Christian Steiffen in der Live Music Hall in Köln | Foto (C) Ansgar Skoda

Bewertung:    



Ist es Schlager-Trash; ist es Retro? Es ist Steiffen. „Kriegst ja n‘ Steifen“ - so schmuddelig klingt der Name Christian Steiffen phonetisch, wenn er schnell ausgesprochen wird. Und lüsterne Hits des Schlagerbarden, wie „Sexualverkehr“ und „Arbeiter der Liebe“ befriedigen dann durchaus augenzwinkernd derlei anzügliche Erwartungen. Er ist einer der Sänger, die in Singer-Song-Writer-Manier den deutschen Schlager der 1970er Jahre wieder aufgreifen und ihre trashige Satire darauf machen. Ähnlich wie etwa Guildo Horn und Funny van Dannen. Steiffen inszeniert sich als machohafter, selbstverliebter Schlagerstar, für den Frauen nur zur Bestätigung seines übergroßen Egos da sind. Seine Lieder haben in eingeweihten Kreisen Kultstatus. Er selbst übernahm in dem nach seinem vielleicht bekanntesten Lied benannten Spielfilm Ich fühl mich Disco von Axel Ranisch(2013) eine prominente Gastrolle. Immer wieder arbeitete er auch als Schauspieler.
+ + + +
▶ _AUFGABENDETAILS_: Wie lässt sich der Absatz, der mit „Ist es Schlager-Trash; ist es Retro?“ beginnt, aus dem Text über Christian Steiffen als knappe Stichpunktliste fassen, ohne seine wichtigsten Fakten zu verlieren?
+ + + +
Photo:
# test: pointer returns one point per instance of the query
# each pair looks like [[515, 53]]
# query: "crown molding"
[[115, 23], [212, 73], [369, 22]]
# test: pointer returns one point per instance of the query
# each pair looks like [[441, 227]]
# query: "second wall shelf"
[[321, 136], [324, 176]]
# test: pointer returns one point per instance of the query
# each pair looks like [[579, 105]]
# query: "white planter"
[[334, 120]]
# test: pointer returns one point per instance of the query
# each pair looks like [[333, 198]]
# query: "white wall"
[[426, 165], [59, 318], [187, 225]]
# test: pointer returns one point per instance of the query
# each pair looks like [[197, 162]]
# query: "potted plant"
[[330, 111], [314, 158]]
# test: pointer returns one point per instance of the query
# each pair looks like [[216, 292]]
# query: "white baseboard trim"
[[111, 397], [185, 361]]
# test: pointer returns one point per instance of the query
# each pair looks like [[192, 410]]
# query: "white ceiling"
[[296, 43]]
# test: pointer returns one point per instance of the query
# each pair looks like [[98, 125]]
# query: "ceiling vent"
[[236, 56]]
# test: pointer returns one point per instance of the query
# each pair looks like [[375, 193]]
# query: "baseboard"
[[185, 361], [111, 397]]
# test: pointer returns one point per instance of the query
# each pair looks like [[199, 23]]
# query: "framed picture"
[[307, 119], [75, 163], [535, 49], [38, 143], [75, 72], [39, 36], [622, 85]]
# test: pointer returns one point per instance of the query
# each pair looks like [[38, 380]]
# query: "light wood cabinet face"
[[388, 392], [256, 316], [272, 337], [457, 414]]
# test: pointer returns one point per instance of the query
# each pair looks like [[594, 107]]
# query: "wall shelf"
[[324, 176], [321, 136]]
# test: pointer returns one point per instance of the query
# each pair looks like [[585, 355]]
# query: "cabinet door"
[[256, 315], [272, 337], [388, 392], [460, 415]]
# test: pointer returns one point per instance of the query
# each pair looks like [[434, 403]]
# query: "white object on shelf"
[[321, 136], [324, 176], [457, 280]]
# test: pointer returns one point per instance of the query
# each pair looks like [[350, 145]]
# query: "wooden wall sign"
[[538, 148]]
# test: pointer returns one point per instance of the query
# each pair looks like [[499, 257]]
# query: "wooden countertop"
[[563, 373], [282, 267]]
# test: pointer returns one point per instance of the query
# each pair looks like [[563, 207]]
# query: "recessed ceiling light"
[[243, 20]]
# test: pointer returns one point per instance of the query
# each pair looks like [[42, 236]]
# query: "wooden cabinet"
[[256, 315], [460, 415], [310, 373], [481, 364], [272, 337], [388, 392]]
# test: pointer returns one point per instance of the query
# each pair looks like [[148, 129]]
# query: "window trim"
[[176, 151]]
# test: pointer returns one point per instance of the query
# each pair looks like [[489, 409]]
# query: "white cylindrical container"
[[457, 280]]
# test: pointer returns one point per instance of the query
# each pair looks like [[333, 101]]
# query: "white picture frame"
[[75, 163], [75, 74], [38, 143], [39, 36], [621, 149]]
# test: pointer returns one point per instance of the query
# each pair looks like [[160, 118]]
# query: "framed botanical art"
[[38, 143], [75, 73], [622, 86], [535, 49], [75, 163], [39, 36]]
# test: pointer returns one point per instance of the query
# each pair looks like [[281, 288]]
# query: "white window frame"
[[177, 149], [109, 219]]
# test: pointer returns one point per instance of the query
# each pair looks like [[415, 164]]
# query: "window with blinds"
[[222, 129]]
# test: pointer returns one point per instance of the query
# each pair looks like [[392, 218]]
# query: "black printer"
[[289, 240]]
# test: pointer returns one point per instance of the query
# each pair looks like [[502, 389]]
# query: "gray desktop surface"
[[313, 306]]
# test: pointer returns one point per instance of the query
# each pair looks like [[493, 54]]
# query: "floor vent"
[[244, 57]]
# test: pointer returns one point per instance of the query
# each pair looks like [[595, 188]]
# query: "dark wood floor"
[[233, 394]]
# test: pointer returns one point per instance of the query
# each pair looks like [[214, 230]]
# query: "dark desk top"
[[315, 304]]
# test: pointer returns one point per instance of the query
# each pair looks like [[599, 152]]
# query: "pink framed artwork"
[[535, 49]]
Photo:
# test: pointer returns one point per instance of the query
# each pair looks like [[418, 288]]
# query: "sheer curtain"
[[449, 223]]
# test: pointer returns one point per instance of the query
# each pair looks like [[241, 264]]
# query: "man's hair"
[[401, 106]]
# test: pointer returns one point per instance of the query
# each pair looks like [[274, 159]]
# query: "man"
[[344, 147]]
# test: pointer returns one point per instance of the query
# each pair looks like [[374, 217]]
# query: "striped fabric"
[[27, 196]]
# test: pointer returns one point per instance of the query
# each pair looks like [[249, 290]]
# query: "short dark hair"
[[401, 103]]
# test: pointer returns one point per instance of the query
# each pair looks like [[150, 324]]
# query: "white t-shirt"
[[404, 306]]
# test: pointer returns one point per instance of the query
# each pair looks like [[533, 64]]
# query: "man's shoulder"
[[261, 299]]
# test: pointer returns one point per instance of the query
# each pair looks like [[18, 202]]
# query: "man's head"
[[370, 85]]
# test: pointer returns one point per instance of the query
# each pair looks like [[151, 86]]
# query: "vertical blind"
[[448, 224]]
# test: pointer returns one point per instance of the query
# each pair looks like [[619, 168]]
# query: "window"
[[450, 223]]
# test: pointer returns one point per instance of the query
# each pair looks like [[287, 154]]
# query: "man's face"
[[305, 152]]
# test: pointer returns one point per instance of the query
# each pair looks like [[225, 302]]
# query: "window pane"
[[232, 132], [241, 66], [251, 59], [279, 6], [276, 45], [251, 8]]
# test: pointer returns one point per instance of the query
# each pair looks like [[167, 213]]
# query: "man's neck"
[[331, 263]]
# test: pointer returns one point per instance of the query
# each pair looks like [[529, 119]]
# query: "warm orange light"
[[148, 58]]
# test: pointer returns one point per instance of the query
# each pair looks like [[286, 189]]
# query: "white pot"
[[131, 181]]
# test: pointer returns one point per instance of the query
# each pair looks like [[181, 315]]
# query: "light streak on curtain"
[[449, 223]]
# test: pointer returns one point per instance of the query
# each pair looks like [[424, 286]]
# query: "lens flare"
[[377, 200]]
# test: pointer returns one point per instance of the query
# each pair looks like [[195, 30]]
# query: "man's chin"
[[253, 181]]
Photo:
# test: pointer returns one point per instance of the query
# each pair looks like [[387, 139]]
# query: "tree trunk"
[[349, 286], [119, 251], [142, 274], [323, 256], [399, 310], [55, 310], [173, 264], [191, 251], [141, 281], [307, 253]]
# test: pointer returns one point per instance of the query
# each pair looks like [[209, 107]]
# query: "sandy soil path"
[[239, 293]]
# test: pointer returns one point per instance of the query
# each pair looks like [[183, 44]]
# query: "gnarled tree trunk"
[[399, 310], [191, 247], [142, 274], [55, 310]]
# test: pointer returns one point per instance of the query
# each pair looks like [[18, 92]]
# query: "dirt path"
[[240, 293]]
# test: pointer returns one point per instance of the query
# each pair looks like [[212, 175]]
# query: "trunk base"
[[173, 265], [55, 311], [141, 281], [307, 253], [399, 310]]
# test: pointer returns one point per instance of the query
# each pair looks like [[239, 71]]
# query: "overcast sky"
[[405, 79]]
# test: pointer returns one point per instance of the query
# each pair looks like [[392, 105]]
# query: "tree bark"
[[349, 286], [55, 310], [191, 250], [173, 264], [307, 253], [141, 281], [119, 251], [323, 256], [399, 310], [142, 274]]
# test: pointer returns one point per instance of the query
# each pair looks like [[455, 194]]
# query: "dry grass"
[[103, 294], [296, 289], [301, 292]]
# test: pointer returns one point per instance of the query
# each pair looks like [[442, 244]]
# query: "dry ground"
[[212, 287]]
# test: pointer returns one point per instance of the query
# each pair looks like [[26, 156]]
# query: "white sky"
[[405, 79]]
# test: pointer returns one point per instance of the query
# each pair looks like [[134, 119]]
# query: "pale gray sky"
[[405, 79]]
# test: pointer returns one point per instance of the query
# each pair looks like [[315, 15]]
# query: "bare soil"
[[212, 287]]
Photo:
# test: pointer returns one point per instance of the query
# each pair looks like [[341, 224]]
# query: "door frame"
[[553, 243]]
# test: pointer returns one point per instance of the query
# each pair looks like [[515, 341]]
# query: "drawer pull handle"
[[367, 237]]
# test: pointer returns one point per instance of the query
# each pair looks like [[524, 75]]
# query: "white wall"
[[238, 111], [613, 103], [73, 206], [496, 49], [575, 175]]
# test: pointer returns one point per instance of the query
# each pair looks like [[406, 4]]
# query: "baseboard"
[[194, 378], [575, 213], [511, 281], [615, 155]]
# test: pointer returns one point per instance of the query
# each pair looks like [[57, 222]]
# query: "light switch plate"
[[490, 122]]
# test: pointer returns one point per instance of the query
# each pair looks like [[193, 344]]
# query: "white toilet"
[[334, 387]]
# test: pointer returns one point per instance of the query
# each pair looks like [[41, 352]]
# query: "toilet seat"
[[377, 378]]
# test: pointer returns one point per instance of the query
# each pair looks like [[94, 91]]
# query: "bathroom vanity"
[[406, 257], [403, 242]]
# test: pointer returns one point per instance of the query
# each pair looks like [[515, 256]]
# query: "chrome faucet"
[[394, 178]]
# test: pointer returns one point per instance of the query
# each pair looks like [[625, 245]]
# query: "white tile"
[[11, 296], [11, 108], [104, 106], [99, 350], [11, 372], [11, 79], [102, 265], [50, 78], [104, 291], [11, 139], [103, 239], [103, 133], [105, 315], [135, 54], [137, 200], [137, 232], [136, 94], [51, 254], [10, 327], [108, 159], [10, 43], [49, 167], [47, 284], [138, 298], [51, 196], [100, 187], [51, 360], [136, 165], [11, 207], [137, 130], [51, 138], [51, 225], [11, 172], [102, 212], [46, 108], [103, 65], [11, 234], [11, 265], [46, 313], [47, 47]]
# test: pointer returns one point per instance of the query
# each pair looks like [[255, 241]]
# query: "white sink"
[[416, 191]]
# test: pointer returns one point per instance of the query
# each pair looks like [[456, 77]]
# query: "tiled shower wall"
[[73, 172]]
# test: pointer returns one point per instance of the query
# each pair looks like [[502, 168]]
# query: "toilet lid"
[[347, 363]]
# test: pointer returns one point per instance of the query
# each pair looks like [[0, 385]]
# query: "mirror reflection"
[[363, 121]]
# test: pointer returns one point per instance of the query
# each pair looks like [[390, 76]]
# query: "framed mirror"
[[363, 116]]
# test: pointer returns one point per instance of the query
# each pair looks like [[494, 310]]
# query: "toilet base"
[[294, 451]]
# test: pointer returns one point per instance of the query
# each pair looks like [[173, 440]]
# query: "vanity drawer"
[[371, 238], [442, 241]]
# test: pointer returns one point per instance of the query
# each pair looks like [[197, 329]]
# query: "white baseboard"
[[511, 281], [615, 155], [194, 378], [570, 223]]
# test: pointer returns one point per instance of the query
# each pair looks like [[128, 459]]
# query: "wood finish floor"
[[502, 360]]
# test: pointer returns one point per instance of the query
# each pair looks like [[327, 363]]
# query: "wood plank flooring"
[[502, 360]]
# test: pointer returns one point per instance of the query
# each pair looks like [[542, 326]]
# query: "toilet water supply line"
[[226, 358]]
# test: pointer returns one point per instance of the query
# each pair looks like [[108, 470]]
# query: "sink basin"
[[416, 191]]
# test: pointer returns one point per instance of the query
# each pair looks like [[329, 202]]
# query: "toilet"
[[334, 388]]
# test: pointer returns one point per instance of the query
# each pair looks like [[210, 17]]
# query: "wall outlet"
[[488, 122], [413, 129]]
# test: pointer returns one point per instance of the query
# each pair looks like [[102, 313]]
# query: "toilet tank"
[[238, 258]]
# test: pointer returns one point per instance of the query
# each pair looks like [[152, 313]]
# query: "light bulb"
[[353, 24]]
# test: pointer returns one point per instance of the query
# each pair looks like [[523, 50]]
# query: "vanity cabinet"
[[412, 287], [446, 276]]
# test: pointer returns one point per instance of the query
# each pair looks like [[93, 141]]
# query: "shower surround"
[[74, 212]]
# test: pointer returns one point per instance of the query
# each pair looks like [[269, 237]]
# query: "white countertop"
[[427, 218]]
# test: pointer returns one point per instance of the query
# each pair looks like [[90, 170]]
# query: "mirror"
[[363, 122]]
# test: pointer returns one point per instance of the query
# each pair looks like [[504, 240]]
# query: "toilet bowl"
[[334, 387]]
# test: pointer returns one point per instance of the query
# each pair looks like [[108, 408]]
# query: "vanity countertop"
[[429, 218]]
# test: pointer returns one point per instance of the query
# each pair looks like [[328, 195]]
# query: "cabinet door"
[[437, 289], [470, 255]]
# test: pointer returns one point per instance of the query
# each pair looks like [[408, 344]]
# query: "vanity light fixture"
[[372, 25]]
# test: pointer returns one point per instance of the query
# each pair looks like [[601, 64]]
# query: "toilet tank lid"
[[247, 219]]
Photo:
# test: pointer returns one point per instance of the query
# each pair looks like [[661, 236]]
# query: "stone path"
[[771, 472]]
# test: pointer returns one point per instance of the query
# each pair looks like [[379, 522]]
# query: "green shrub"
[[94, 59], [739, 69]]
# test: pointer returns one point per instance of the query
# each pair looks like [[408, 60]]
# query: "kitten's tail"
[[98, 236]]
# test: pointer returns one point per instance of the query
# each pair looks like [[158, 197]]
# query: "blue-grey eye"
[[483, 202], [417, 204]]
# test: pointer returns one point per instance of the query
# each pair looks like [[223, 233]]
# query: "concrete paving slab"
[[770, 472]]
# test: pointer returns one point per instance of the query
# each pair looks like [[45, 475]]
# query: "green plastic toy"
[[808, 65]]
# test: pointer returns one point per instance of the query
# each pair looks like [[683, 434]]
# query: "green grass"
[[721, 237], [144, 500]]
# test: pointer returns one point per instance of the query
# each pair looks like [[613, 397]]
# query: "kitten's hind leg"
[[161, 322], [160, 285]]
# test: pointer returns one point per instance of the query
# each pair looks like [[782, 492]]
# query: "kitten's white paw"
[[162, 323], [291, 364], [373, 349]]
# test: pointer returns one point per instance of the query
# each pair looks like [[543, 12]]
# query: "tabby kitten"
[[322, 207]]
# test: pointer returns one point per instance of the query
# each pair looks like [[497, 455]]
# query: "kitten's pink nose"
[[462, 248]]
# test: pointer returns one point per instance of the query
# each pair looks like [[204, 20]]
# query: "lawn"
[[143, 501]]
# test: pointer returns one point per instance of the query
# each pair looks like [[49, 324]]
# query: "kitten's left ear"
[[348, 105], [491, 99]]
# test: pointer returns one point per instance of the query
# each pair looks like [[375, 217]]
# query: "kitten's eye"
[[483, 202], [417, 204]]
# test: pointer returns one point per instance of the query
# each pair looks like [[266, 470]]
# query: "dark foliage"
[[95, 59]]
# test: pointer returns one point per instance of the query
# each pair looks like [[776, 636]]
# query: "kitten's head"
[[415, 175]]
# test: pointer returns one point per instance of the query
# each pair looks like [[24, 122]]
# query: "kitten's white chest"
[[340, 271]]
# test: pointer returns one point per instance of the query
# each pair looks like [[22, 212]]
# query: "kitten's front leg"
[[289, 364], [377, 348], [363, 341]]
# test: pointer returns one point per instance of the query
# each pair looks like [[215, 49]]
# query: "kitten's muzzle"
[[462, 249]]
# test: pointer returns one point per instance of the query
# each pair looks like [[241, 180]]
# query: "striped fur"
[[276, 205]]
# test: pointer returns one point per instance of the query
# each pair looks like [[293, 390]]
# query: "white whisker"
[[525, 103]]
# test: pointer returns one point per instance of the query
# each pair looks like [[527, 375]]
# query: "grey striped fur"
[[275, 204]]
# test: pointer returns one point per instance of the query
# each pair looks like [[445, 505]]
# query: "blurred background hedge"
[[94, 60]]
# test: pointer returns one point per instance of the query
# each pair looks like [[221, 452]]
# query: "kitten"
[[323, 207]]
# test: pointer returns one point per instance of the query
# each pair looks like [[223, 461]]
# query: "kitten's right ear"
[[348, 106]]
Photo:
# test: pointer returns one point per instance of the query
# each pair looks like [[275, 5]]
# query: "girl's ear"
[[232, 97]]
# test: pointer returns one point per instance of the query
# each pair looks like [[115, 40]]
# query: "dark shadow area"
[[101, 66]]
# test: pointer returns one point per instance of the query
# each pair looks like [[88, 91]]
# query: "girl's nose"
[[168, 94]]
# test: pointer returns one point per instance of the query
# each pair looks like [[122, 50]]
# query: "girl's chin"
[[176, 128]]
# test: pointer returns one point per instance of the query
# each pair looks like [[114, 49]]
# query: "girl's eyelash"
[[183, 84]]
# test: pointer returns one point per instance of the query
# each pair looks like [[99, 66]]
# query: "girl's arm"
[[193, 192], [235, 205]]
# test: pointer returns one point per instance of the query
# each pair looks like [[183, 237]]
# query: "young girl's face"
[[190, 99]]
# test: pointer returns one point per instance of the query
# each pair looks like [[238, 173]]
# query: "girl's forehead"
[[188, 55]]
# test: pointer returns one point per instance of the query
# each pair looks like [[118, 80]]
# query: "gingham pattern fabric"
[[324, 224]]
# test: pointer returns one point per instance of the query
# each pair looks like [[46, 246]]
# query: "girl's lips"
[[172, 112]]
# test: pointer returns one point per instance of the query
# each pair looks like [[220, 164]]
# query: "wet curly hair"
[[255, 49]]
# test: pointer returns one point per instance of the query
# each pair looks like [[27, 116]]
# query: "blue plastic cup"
+ + + +
▶ _LÖSUNG_:
- Christian Steiffen greift in Singer-Songwriter-Manier den deutschen Schlager der 1970er Jahre auf und macht ihn zur trashigen Satire, ähnlich wie Guildo Horn und Funny van Dannen.
- Schnell ausgesprochen klingt sein Name wie „Kriegst ja n‘ Steifen“. Lüsterne Hits wie „Sexualverkehr“ und „Arbeiter der Liebe“ bedienen solche anzüglichen Erwartungen augenzwinkernd.
- Er inszeniert sich als machohafter, selbstverliebter Schlagerstar, für den Frauen nur der Bestätigung seines übergroßen Egos dienen.
- In eingeweihten Kreisen haben seine Lieder Kultstatus.
- In Axel Ranischs Spielfilm „Ich fühl mich Disco“ (2013), benannt nach seinem vielleicht bekanntesten Lied, übernahm er eine prominente Gastrolle. Auch sonst arbeitete er immer wieder als Schauspieler.